- **Exercise task 1**: From the passage on Vladimir Rushailo, transcribe word for word the part that opens with the words containing "From 1999 to" and closes with "the Y2K switch.".
- **Exercise task 2**: Render this sentence from the passage on Vladimir Rushailo in Spanish: "From 14 July 2004 to 5 October 2007, he was the executive secretary of the Commonwealth of Independent States."
- **Exercise task 3**: Pick up the passage on Vladimir Rushailo after its final sentence and keep writing it.

- **Supplied passage**:

--------------------

Vladimir Borisovich Rushailo (; born July 28, 1953 in Morshansk, Tambov Oblast) is a Russian politician.

While Rushailo was Moscow City Police General of the Moscow RUOP, he was in open conflict with Georgian mob boss 
Otari Kvantrishvili.

From 1999 to 2001, he was the interior minister of Russia, and secretary of Security Council from 2001 to 2004. As the minister of the interior, he was charged with overseeing the security of sensitive internal sites and materials such as high-value train shipments and nuclear weapons facilities. His tenure coincided with a period of serious concern over the security of Russia's nuclear weapons stocks, especially with regard to the 2000 computer bug and its potential effects in the run up to and after the Y2K switch.
From 14 July 2004 to 5 October 2007, he was the executive secretary of the Commonwealth of Independent States.

--------------------

- **Record extracts**:
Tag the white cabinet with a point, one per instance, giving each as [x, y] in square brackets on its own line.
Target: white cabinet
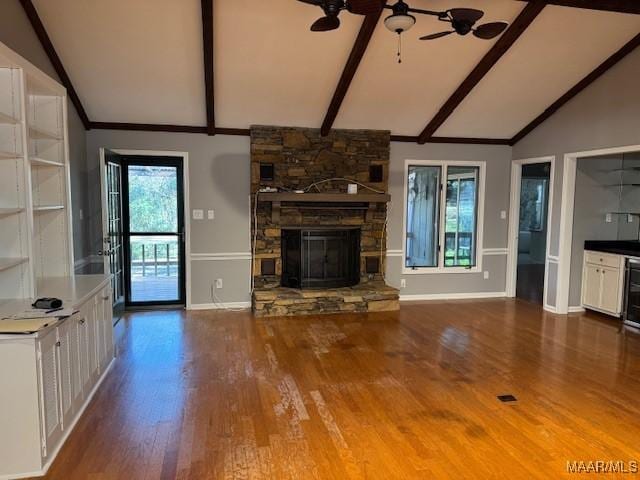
[48, 378]
[602, 282]
[48, 374]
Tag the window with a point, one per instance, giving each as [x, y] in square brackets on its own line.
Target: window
[443, 204]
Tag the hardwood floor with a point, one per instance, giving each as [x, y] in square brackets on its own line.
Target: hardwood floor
[411, 395]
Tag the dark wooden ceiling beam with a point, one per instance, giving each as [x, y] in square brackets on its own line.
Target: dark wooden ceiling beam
[357, 52]
[579, 87]
[508, 38]
[47, 45]
[207, 44]
[620, 6]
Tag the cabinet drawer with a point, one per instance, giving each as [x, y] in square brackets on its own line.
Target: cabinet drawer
[604, 259]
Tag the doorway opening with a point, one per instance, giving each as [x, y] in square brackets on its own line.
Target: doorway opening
[529, 260]
[145, 228]
[532, 231]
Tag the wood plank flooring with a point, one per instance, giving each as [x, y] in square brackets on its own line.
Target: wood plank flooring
[403, 395]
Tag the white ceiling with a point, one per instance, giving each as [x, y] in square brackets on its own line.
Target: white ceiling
[140, 61]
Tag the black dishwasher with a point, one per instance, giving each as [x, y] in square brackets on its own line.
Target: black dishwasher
[632, 293]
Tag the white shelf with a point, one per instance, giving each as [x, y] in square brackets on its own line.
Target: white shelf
[7, 263]
[7, 212]
[40, 134]
[47, 208]
[8, 120]
[41, 162]
[9, 155]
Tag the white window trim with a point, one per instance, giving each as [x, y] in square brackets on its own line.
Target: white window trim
[440, 269]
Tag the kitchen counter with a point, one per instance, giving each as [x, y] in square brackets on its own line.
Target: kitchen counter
[627, 248]
[73, 291]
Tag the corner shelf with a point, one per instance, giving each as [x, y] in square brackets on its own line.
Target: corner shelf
[9, 155]
[40, 134]
[41, 162]
[7, 263]
[7, 212]
[47, 208]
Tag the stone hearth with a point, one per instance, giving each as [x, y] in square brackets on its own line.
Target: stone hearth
[288, 159]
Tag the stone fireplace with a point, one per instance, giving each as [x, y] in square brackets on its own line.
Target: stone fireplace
[318, 248]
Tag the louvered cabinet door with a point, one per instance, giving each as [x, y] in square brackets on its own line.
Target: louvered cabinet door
[75, 350]
[64, 373]
[51, 424]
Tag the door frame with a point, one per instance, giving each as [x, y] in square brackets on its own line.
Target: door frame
[514, 225]
[570, 167]
[186, 207]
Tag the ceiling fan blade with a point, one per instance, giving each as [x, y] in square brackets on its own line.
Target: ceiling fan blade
[325, 24]
[470, 15]
[487, 31]
[433, 36]
[364, 7]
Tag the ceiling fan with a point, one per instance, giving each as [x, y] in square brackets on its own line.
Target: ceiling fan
[462, 20]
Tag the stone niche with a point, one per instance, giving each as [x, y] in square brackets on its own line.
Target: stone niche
[289, 159]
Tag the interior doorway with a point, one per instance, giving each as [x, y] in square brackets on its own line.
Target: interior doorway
[144, 227]
[531, 197]
[532, 231]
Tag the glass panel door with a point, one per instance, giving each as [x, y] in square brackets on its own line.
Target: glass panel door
[155, 232]
[113, 240]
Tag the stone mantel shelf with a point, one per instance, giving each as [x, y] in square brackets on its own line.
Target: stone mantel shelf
[277, 199]
[325, 197]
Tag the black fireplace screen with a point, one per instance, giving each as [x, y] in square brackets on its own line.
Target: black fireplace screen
[320, 258]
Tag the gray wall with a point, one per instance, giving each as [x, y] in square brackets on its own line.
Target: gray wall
[219, 180]
[16, 32]
[606, 114]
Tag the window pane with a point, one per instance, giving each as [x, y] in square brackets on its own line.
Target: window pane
[153, 199]
[422, 216]
[461, 216]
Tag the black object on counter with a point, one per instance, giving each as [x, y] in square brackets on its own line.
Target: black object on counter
[47, 303]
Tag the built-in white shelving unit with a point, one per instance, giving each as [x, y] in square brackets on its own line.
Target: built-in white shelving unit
[35, 223]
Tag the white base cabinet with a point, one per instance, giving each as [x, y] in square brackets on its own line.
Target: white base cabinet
[48, 378]
[603, 282]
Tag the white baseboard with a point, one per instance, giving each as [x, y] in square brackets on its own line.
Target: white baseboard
[451, 296]
[219, 306]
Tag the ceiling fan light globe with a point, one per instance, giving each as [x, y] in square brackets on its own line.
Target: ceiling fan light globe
[399, 23]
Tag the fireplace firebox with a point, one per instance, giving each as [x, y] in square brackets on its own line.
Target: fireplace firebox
[320, 258]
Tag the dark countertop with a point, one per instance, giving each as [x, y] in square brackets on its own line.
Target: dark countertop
[629, 248]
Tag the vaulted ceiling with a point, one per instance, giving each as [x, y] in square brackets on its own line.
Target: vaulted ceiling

--------------------

- **Final result 1**:
From 1999 to 2001, he was the interior minister of Russia, and secretary of Security Council from 2001 to 2004. As the minister of the interior, he was charged with overseeing the security of sensitive internal sites and materials such as high-value train shipments and nuclear weapons facilities. His tenure coincided with a period of serious concern over the security of Russia's nuclear weapons stocks, especially with regard to the 2000 computer bug and its potential effects in the run up to and after the Y2K switch.

- **Final result 2**: Desde el 14 de julio de 2004 hasta el 5 de octubre de 2007, fue secretario ejecutivo de la Comunidad de Estados Independientes.

- **Final result 3**:
In 2002, he was injured in a road crash in Kamchatka together with region's governor Mikhail Mashkovtsev.

Honours and awards
Hero of the Russian Federation (October 27, 1999)
Order of Merit for the Fatherland, 3rd class (2003)
Order of Courage (1998)
Order of Honour (1998)
Order of the Badge of Honour (1986)
Order for Personal Courage (1992)
Jubilee Medal "300 Years of the Russian Navy" (1996)
Medal "In Commemoration of the 850th Anniversary of Moscow"
Medal "In Commemoration of the 300th Anniversary of Saint Petersburg" (2003)
Order of Holy Prince Daniel of Moscow, 3rd class (Russian Orthodox Church)

References

1953 births
Living people
People from Morshansk
Interior ministers of Russia
Heroes of the Russian Federation
Recipients of the Order "For Merit to the Fatherland", 3rd class
Recipients of the Order of Courage
Recipients of the Order of Honour (Russia)
Recipients of the Order "For Personal Courage"
Recipients of the Order of Holy Prince Daniel of Moscow
Commonwealth of Independent States people
Members of the Federation Council of Russia (after 2000)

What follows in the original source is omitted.